■ SHORT EXERCISE ■
Copy the records below, substituting "image" for every "photo" and changing nothing else. Omit the pictures from your copy.

(Records of labeled points)
—————
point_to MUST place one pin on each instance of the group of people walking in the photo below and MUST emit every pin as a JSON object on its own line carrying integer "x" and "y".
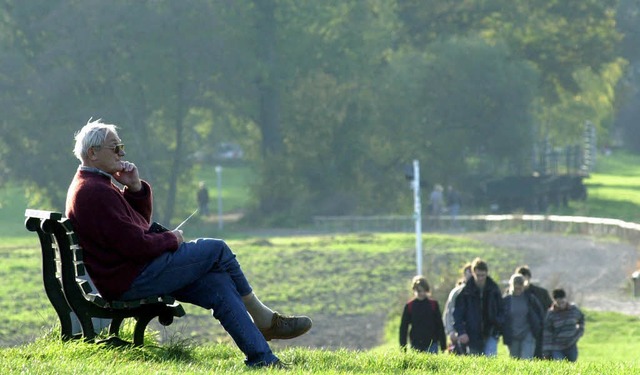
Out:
{"x": 532, "y": 323}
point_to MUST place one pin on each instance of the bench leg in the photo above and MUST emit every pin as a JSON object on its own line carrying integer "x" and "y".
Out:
{"x": 114, "y": 327}
{"x": 141, "y": 326}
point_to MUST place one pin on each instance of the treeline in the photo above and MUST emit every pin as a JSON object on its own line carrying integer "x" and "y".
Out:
{"x": 330, "y": 99}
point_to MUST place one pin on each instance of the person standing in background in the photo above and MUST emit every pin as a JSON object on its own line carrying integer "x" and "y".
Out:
{"x": 422, "y": 315}
{"x": 447, "y": 315}
{"x": 523, "y": 319}
{"x": 563, "y": 327}
{"x": 543, "y": 296}
{"x": 203, "y": 199}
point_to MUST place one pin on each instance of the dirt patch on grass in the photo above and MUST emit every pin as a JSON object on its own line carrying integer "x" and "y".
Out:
{"x": 595, "y": 272}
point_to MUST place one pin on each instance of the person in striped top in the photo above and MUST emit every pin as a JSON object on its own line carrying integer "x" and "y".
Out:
{"x": 563, "y": 327}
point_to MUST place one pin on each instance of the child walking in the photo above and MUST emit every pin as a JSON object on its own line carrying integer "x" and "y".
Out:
{"x": 422, "y": 320}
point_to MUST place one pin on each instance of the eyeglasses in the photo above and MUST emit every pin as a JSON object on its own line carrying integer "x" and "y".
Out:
{"x": 117, "y": 148}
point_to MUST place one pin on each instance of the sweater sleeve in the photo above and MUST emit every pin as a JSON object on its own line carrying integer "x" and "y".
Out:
{"x": 104, "y": 215}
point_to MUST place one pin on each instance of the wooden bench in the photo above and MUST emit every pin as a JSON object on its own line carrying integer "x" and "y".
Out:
{"x": 73, "y": 296}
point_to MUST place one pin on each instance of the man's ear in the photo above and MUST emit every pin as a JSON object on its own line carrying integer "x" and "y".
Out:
{"x": 91, "y": 153}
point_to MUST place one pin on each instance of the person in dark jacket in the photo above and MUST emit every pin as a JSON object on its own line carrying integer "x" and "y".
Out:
{"x": 479, "y": 312}
{"x": 543, "y": 296}
{"x": 523, "y": 319}
{"x": 422, "y": 314}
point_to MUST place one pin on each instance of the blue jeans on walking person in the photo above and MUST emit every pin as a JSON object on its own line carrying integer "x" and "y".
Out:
{"x": 489, "y": 349}
{"x": 205, "y": 273}
{"x": 523, "y": 348}
{"x": 570, "y": 354}
{"x": 433, "y": 347}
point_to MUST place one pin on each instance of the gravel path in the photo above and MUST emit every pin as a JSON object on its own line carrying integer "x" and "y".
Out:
{"x": 596, "y": 273}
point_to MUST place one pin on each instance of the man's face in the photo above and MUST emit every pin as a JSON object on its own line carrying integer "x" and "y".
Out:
{"x": 480, "y": 277}
{"x": 562, "y": 303}
{"x": 518, "y": 289}
{"x": 105, "y": 156}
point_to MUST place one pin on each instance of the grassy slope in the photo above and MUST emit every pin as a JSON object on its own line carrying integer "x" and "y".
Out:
{"x": 336, "y": 269}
—————
■ FULL RESPONSE ■
point_to MUST place one pin on each instance of the group of people walking in the image below and MUST emit every pin as a JSON object on its own line carrying integer "x" and "y".
Out:
{"x": 532, "y": 323}
point_to MUST place one pin on each instance of the bench leg in the image above and MUST emit every pin as a JSON object on its own line carrying integer "x" and "y".
Out:
{"x": 114, "y": 327}
{"x": 141, "y": 326}
point_to MUST place one pin on each instance of the treeline in the image above and MUST emit every pin as a JSON object on its own line carrying integer "x" and "y".
Out:
{"x": 330, "y": 99}
point_to MUST place one pin on each instance of the person standing in background in the image above and MUST emit every pin as a JSON object on its own line carrying integer "x" and "y".
Out:
{"x": 422, "y": 315}
{"x": 447, "y": 315}
{"x": 523, "y": 319}
{"x": 563, "y": 327}
{"x": 543, "y": 296}
{"x": 203, "y": 199}
point_to MUST place one pin on each instance of the dirt patch on grass in the image above and MUST emit every pin as a JSON object on its own line carrying integer "x" and "y".
Out:
{"x": 595, "y": 272}
point_to MUST place one pin on each instance of the person in striped top in the image above and MUST emit every pin as a JSON object on its own line carrying integer "x" and "y".
Out:
{"x": 563, "y": 327}
point_to MUST place one pin on each instance of the child walking in the image above and MUST emit every pin as a JSON object on its own line carrying integer "x" and "y".
Out:
{"x": 422, "y": 320}
point_to MUST place one pin on each instance of the eyeglasses in the image above and MUST emit every pin as a JSON object on its own line carrying integer "x" and "y".
Out:
{"x": 117, "y": 148}
point_to MUST place one pin on each instance of the sweater sleeve in the image above and MUST emit every pin as a JSON object on its own line carrying integer "x" and "y".
Out:
{"x": 104, "y": 215}
point_to MUST place one pin on each instance of the wooden bench in the image above and MUST emit every pin as a JSON object on its own line carrying integer "x" and "y".
Out:
{"x": 73, "y": 296}
point_to MUST place one pin on each instance of the man's ear in the image above and MUST emit every pin as a JSON object on its own line carrying integer "x" and "y".
Out:
{"x": 91, "y": 153}
point_to MUST place one pin on each instance of the person in dark jacket in the image above and MUST emit every pin as a JSON object on its own line carrying integer "x" and "y".
Out:
{"x": 479, "y": 312}
{"x": 543, "y": 296}
{"x": 523, "y": 319}
{"x": 422, "y": 314}
point_to MUST place one pin on each instance of the blue jeans on walking person in the image above and MUST emit every pin as a JSON object on its own line carrying integer "x" and "y".
Out:
{"x": 489, "y": 349}
{"x": 205, "y": 273}
{"x": 523, "y": 348}
{"x": 570, "y": 354}
{"x": 433, "y": 347}
point_to MUST place one pin on each instance of the gravel path in the image above and MUST emit every pin as a JSON object on its own line carrying integer "x" and "y".
Out:
{"x": 596, "y": 273}
point_to MUST place one pin on each instance of the man's face in the image above and MUST emit every pin as a JSON object on its own line carrying integer "x" and "y".
Out:
{"x": 480, "y": 277}
{"x": 562, "y": 303}
{"x": 518, "y": 289}
{"x": 105, "y": 156}
point_to MUST place one pin on each instance of the grassy slope in the image above and MUST emit every pin as a JSON object on its own line carrying integer "x" and "y".
Out:
{"x": 336, "y": 269}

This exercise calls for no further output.